• _Excerpt to read_:

+ + + + +

I know the feeling. Its a good thing my mouth cannot write checks my but cannot cash.


----------



## Garboman (Jul 22, 2010)

I am too proud to let any smaller older guy outcast me when drum fishing. If it were to happen, and it has not happened yet but I would likely be forced into a drinking binge.

If a smaller older guy out catches and out casts me, I am definitely going into a drinking binge

Come to think of it, I have gone on a drinking binge when a younger, taller and better caster out-caught me....perhaps there is a trend here.......


----------



## dsurf (Aug 5, 2003)

Hip power with proper timing on the turn is critical......perhaps more important than arm/leg strength per se.....the exceptional distance folks, both small and large, have this down to a near science. Of course they all have to work together.....we've all seen folks who put lots of arm into the cast.....but if the hips aren't heavily involved, cast will suffer......watch how Tommy Farmer uses his hips.


----------



## Ronald H Levine (Jul 9, 2016)

No surf casting experience yet (just getting into it with a good start on just buying equipment), but I'll share my insights. I agree and also suspect the hips have a lot to do with a good distance cast. From my martial arts, that's certainty true for developing speed and putting energy into the movement and each muscle movement that can contribute to the total of the casting movements adds velocity the same as with karate or sticks or swords. In bicycling, imagine the contrast between just pushing down on the pedals compared to a racer clipped in and pushing forward, down, back and up or essentially pushing tangent to the crank arm all the way around the circle the pedal travels. All muscles of the major muscle groups contribute, so it's not just pushing down. It might seem simple because the pedals can only move around the bottom bracket in a perfect circle no matter how uneven and inefficiently muscle exertion is applied. I learned to do it very efficiency and have the advantage of outperforming athletes of superior fitness. Technique is key. I'm trying to visualize it for casting. I've read books, watched YouTube videos and soon will practice cast with practice weights so when I eventually get time to travel from Utah on a vacation to a coast, I'll be productive with casts. I plan to use a surf fishing style of casting and retrieving lures rather than bait and wait and I might not even have a rod holder, so it will be athletic fishing as intended. I'm a bicycle racer and will also cover a lot of coast by walking it. Regarding the weightlifting, the bodybuilder types don't come close to being competitive in bicycle racing. I suspect aerobic fitness and karate will give me distance casting advantages. We'll see. I'll post what I learn. Till then, I'd greatly appreciate recommendations on what I should study because I believe the mind is a powerful component of producing a good cast distance.

+ + + + +

• _Short problem 1_: Can you write out the passage of the surf casting thread that begins at the words "Come to think" and stops after "(Aug 5, 2003)"?
• _Short problem 2_: Do these statements agree with the surf casting thread? Answer yes or no for each, quoting the deciding words. (a) dsurf suggests hip power with proper timing may matter more than arm or leg strength. (b) Ronald H Levine already has surf casting experience. (c) Ronald H Levine plans to fish with bait and wait from a rod holder.
• _Short problem 3_: How would you carry on the surf casting thread from where it stops?

Lines listed in a dataset:
+ + + + +

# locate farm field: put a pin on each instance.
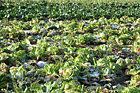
(69, 47)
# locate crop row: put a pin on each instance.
(70, 56)
(57, 11)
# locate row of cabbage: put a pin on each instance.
(70, 56)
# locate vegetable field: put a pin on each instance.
(69, 47)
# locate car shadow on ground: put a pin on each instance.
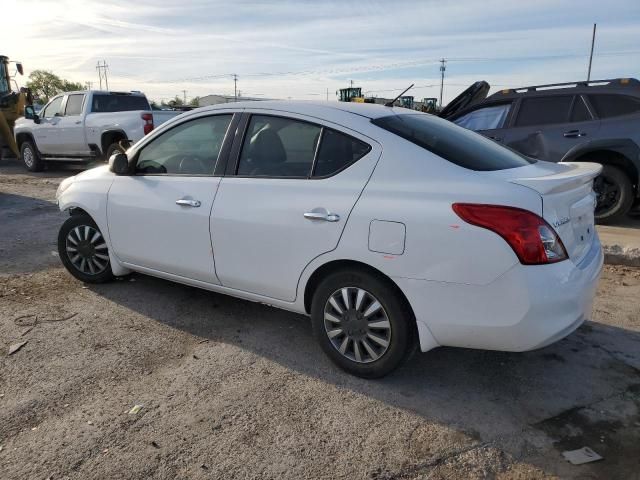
(492, 396)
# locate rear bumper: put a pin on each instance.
(526, 308)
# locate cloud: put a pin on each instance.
(302, 49)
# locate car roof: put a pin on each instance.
(368, 110)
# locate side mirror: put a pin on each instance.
(29, 112)
(119, 164)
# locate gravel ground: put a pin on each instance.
(232, 389)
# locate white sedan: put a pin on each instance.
(391, 229)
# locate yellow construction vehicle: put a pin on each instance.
(12, 103)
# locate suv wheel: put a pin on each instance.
(83, 250)
(614, 192)
(362, 324)
(30, 157)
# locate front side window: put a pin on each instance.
(487, 118)
(191, 148)
(74, 105)
(609, 105)
(278, 147)
(53, 108)
(544, 110)
(450, 142)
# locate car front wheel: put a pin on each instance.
(83, 250)
(362, 323)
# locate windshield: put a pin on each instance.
(118, 103)
(455, 144)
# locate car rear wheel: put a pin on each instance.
(362, 323)
(30, 157)
(83, 250)
(614, 192)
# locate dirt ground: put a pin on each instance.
(231, 389)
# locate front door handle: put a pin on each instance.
(186, 202)
(574, 134)
(322, 215)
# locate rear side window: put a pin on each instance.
(544, 110)
(337, 151)
(457, 145)
(74, 105)
(607, 105)
(579, 112)
(118, 103)
(487, 118)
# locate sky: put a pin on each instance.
(309, 49)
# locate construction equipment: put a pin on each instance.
(12, 103)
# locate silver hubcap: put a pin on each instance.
(87, 250)
(27, 156)
(357, 324)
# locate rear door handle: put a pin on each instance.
(186, 202)
(324, 216)
(574, 134)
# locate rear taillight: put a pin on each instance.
(531, 238)
(148, 122)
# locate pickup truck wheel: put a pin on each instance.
(113, 148)
(83, 250)
(30, 157)
(614, 194)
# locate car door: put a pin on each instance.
(70, 133)
(159, 217)
(547, 127)
(292, 182)
(45, 131)
(488, 120)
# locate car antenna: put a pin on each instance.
(390, 104)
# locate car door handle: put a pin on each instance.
(324, 216)
(574, 134)
(185, 202)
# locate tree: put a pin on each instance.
(45, 84)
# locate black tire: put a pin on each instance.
(113, 148)
(403, 335)
(615, 194)
(31, 157)
(91, 252)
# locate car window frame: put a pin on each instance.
(507, 120)
(243, 129)
(594, 112)
(66, 104)
(227, 142)
(44, 109)
(516, 113)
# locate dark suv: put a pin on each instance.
(596, 121)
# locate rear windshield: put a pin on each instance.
(118, 103)
(455, 144)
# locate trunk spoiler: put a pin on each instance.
(576, 174)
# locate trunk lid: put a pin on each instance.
(568, 200)
(473, 94)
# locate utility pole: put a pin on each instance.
(235, 86)
(442, 69)
(593, 41)
(102, 72)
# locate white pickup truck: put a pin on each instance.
(84, 127)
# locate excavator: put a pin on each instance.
(12, 103)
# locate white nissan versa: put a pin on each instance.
(390, 228)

+ + + + +

• _Final answer 1_:
Come to think of it, I have gone on a drinking binge when a younger, taller and better caster out-caught me....perhaps there is a trend here.......


----------



## dsurf (Aug 5, 2003)

• _Final answer 2_:
(a) Yes: "perhaps more important than arm/leg strength per se"
(b) No: "No surf casting experience yet"
(c) No: "I plan to use a surf fishing style of casting and retrieving lures rather than bait and wait and I might not even have a rod holder"

• _Final answer 3_:
----------



## BPReeds (Jan 11, 2013)

well...I'm trying to recover from shoulder tendentious......I though I had the right form...watched all the videos....have a good book from a casting pro....now to even have a shot at the upcoming fishing season I will have to modify my cast to less arm extension.....it sucks......I believe I injured my right shoulder by dropping my right arm down to low, like a side arm pitcher.....be careful with that....one guy pointed out its safer to use a javlin throwing form......


----------



## pods (Sep 10, 2013)

If you have your technique down, then having more power behind the cast will help you accelerate.
I would work on your whole kinetic chain by doing the big compound movements.
Squats would be my first recommendation, deadlifts second.
They are great for all around fitness as well.


----------



## Tercules (Sep 13, 2010)

17-year veteran of the personal training field here.

If I made it my objective to IMPROVE MY SURF CASTING PERFORMANCE, I would allocate my time to this endeavor as follows:

1) Joint mobility drills to enhance range of motion in in the hip/spine/shoulder girdle regions. This would be practiced daily. Emphasis would be on movements in the transverse plane (rotational patterns). *Note that this is NOT static stretching/doing a few toe touches then going about your day!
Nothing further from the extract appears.